→ **EXERCISE DESCRIPTION**: Filter the listing below down to the lines containing the word "water".

→ **PROVIDED RECORDS**:
--------

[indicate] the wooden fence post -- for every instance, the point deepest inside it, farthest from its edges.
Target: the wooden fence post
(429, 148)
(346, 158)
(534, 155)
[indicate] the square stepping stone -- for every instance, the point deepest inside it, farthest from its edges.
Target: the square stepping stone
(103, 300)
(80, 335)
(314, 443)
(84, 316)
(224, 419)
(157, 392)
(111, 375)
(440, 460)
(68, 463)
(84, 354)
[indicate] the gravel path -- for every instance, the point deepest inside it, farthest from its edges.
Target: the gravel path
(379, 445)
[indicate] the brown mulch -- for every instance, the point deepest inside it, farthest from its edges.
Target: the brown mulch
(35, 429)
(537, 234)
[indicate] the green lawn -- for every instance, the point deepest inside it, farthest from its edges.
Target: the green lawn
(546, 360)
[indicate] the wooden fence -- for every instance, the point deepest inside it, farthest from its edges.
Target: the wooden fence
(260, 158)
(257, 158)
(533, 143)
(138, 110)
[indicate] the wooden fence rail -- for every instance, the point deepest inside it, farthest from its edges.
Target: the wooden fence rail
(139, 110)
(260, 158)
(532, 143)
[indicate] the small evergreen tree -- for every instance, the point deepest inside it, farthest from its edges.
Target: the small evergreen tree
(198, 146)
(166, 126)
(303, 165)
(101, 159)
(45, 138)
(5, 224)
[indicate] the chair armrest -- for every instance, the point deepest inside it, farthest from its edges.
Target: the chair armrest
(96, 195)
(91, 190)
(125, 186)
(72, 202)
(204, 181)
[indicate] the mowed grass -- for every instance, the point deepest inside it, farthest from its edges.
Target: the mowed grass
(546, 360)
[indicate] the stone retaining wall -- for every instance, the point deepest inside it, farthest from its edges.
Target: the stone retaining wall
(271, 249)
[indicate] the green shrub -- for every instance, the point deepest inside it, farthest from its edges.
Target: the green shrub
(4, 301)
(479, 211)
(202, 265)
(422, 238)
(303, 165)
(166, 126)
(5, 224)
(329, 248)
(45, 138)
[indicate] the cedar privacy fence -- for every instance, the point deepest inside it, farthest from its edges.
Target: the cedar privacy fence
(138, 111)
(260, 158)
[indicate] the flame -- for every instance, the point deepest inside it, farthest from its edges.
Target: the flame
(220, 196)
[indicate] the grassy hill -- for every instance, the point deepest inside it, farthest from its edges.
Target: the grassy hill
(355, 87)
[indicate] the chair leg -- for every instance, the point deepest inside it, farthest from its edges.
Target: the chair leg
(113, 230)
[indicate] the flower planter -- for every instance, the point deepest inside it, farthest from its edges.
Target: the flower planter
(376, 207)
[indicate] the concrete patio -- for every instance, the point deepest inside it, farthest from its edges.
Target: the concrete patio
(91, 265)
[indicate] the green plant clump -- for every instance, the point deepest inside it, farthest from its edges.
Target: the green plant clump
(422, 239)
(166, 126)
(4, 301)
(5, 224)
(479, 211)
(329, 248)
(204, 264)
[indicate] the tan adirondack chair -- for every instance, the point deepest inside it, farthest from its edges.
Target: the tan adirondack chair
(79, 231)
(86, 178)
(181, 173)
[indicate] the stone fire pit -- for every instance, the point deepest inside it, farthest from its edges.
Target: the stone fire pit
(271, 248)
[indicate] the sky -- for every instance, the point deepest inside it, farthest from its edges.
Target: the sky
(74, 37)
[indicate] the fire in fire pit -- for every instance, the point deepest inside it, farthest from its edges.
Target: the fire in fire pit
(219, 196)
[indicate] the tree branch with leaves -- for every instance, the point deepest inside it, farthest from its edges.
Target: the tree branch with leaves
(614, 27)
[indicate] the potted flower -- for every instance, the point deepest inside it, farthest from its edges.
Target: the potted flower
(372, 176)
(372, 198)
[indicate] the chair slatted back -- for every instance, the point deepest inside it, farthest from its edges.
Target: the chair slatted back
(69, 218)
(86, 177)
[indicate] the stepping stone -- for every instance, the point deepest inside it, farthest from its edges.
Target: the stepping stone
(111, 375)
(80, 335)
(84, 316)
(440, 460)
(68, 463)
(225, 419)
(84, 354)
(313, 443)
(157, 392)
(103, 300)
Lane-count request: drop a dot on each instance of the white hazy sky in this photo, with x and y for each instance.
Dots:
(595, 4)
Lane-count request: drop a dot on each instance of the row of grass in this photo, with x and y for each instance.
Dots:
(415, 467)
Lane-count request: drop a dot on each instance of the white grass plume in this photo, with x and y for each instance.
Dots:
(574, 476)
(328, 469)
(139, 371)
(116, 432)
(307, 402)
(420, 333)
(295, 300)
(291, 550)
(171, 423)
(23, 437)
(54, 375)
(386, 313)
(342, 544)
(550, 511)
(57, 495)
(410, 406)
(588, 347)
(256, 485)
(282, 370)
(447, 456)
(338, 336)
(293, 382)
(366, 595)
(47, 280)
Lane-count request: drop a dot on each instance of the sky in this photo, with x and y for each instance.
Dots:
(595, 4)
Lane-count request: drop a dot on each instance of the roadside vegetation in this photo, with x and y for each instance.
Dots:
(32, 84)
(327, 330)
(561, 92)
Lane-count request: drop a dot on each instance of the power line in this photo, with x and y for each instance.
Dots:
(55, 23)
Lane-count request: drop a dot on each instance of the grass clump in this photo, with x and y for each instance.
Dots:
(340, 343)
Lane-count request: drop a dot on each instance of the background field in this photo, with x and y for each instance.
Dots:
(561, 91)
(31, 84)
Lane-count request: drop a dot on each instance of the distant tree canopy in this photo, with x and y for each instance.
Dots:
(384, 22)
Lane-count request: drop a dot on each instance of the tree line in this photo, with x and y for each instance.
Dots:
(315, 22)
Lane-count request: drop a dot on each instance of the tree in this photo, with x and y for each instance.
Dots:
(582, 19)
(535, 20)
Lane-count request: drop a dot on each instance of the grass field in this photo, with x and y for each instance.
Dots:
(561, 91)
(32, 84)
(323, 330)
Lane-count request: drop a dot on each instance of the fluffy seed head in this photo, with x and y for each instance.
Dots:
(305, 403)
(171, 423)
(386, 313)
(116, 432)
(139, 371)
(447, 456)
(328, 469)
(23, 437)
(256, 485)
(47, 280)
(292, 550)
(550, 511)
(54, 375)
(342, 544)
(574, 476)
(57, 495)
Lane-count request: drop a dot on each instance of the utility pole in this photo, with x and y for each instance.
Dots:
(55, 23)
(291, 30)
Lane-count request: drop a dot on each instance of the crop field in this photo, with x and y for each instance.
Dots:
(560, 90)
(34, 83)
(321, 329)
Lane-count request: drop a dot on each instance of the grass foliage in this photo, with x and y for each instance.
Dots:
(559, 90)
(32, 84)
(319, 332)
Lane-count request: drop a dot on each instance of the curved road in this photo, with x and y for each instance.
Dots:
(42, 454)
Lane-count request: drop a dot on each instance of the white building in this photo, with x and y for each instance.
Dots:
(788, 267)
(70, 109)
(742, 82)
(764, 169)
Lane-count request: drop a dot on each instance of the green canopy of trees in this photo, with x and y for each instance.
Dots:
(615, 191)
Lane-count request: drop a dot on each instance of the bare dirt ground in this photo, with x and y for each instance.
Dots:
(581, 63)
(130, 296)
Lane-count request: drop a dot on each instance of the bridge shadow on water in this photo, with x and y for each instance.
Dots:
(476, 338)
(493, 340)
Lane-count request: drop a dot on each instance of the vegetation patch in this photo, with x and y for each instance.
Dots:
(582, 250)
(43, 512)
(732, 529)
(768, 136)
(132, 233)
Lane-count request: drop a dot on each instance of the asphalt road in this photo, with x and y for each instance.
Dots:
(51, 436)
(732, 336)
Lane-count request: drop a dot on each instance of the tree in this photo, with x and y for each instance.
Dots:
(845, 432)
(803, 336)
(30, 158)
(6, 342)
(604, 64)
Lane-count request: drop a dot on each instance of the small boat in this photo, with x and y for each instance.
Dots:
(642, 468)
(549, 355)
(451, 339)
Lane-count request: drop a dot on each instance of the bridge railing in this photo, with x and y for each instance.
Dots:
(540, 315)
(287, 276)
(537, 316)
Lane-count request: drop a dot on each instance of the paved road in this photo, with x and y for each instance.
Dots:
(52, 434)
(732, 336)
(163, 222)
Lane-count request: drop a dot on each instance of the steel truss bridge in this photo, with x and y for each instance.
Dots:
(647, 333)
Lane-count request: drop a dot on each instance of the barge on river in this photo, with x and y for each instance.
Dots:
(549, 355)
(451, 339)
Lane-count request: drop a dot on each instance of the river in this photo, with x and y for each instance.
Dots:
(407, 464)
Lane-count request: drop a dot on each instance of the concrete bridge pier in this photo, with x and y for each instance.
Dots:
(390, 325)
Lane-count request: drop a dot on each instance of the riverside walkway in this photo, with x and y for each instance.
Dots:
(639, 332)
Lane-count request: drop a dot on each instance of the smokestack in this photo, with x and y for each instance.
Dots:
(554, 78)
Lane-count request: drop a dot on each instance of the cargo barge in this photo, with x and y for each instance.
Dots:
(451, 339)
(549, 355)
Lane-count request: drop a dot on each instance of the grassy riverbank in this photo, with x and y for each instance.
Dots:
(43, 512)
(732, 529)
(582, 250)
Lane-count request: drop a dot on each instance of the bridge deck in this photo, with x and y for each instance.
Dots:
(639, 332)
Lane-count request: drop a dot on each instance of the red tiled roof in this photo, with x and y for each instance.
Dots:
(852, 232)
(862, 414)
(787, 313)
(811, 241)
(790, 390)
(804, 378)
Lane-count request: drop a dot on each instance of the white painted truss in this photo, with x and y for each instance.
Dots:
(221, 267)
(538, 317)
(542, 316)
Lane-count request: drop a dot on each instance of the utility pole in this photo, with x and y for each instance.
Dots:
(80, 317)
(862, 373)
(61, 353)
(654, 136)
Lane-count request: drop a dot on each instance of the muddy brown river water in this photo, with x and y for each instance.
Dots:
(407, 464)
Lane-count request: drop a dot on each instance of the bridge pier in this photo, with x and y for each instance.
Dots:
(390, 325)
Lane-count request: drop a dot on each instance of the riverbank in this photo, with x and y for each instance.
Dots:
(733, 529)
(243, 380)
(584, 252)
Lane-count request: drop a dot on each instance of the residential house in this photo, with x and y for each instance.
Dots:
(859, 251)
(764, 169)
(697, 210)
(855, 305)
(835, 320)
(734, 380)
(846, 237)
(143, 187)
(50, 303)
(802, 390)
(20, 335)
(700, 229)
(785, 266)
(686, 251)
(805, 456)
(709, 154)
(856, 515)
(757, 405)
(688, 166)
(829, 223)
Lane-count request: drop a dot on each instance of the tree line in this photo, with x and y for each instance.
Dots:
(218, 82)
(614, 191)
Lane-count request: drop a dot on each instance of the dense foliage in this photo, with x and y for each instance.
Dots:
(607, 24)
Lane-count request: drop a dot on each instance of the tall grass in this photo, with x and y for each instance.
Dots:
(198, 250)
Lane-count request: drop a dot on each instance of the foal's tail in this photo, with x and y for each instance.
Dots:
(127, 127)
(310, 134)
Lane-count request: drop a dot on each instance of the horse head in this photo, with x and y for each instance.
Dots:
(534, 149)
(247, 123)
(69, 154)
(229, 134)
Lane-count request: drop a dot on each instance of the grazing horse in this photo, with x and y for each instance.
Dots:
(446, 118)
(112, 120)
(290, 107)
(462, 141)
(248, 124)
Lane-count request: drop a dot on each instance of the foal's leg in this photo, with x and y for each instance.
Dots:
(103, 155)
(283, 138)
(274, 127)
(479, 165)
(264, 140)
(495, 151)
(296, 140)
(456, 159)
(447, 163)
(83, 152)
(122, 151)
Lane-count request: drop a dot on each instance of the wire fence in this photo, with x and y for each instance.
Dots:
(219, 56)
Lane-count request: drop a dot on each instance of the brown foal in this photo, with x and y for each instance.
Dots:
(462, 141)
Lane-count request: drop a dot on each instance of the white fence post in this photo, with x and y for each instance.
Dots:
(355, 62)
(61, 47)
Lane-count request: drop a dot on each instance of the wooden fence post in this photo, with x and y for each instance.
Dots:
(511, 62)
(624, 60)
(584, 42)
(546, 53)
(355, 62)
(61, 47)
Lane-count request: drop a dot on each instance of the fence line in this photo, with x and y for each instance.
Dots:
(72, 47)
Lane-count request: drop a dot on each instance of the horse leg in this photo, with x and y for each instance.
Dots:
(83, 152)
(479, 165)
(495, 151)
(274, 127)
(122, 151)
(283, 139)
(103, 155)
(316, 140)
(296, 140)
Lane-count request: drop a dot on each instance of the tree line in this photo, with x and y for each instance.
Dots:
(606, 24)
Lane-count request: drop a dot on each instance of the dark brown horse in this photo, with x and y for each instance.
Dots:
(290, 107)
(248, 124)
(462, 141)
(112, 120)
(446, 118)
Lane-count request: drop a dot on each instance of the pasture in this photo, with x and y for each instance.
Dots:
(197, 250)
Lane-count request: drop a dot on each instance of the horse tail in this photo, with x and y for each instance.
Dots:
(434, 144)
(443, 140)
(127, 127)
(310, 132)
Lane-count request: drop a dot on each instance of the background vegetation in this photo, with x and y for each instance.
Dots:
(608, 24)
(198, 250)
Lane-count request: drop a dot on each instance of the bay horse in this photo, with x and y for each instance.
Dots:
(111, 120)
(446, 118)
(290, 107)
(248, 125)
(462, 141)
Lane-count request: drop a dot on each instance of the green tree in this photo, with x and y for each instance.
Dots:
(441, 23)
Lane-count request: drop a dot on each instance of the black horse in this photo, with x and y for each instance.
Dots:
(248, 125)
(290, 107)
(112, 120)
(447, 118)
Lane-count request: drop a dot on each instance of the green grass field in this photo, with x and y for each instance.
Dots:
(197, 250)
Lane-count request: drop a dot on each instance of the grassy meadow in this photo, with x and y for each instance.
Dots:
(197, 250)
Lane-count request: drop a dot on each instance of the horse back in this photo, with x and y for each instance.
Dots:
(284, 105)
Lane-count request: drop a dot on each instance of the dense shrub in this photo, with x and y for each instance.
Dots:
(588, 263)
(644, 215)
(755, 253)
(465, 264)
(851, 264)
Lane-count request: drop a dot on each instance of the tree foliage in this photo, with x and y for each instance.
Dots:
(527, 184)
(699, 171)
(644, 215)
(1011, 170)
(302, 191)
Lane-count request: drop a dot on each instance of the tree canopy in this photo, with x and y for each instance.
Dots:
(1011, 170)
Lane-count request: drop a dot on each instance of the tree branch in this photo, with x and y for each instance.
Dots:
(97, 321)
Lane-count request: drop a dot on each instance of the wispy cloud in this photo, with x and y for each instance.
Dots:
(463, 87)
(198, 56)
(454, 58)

--------

→ **OUTPUT FOR THIS EXERCISE**:
Lane-count request: drop a dot on each instance of the bridge shadow on water in this photo, with x and y for each instance.
Lane-count request: drop a dot on each instance of the muddy brown river water in this photo, with x and y for each instance.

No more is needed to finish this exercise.